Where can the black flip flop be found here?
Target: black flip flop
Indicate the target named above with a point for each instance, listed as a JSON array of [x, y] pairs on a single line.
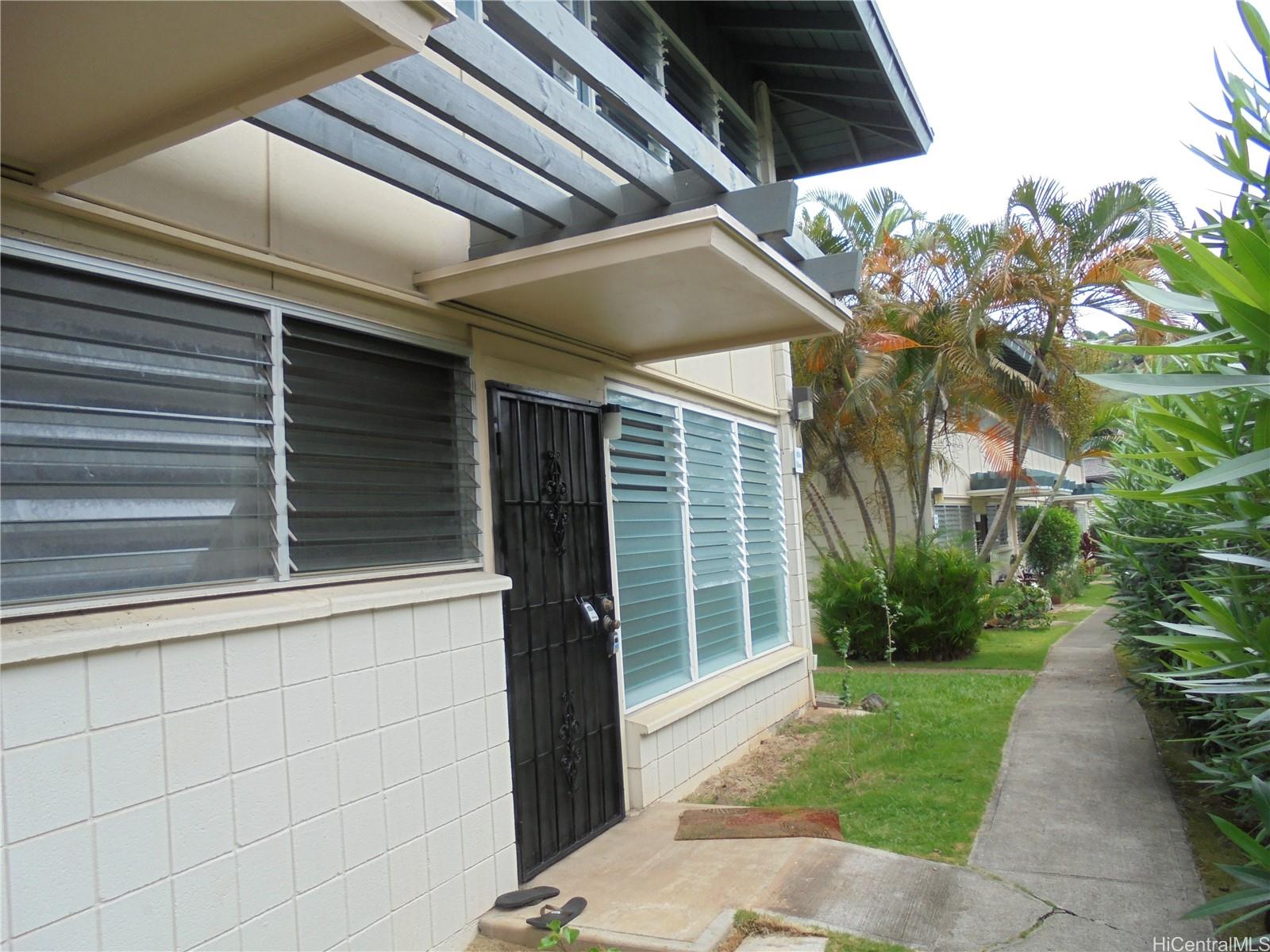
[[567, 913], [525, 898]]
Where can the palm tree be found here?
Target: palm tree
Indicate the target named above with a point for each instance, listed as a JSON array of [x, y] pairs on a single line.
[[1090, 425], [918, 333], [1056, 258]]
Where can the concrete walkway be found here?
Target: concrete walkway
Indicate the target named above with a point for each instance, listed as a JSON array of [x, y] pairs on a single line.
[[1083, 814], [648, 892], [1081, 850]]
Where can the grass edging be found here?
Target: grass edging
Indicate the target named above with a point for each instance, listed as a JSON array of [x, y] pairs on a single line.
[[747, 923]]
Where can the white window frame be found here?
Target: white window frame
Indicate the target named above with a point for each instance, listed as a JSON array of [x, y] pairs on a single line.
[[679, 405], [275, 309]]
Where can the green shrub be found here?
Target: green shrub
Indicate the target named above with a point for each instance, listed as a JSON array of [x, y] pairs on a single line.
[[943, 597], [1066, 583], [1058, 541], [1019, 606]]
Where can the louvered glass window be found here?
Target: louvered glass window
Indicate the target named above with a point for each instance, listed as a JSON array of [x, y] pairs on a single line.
········
Turn all of the data above into a numbered list, one line per entry, with blank lines dropped and the picture left out.

■ In response
1. Where can the black flip flop be found here?
2. Target: black flip flop
3. Indicate the target named above with a point for each instance, listed as a JSON array of [x, y] pairs on a single line.
4. [[567, 913], [525, 898]]
5. Where can the palm tree be found here?
6. Target: palm tree
7. Indicate the target named above with a point for each instance, listed as a JSON array of [x, y] pairs on a single line.
8. [[1090, 425], [918, 333], [1056, 258]]
9. Where can the concrete walkway be found here?
10. Target: concrete walkway
11. Indicate the target named above with a point for each instance, listed as a JSON array of [x, y] pairs on a single line.
12. [[1083, 814], [648, 892], [1081, 850]]
13. Where can the grass edging be found here?
14. Target: grass edging
15. Indicate the target named above with a point for each instance, listed as a JSON array of [x, y] pairs on a single line.
16. [[747, 923]]
17. Where can the white window frame be found here?
18. Target: white window frame
19. Indicate the target named above with a point for each instance, listed as a JSON array of [x, y] pairs on a single line.
20. [[679, 405], [275, 309]]
21. Where can the green shrub be found here?
22. Target: green shrub
23. Indicate the target named above with a point for each instance, listed as a JSON array of [x, y] pairs on a single line.
24. [[943, 597], [1066, 583], [1058, 541], [1019, 606]]
25. Where can the louvered glass window be found here?
26. Target: louvered glass window
27. Indicate the target named above with a point for each instance, listed as a JSON array of [x, y] pairs on a single line.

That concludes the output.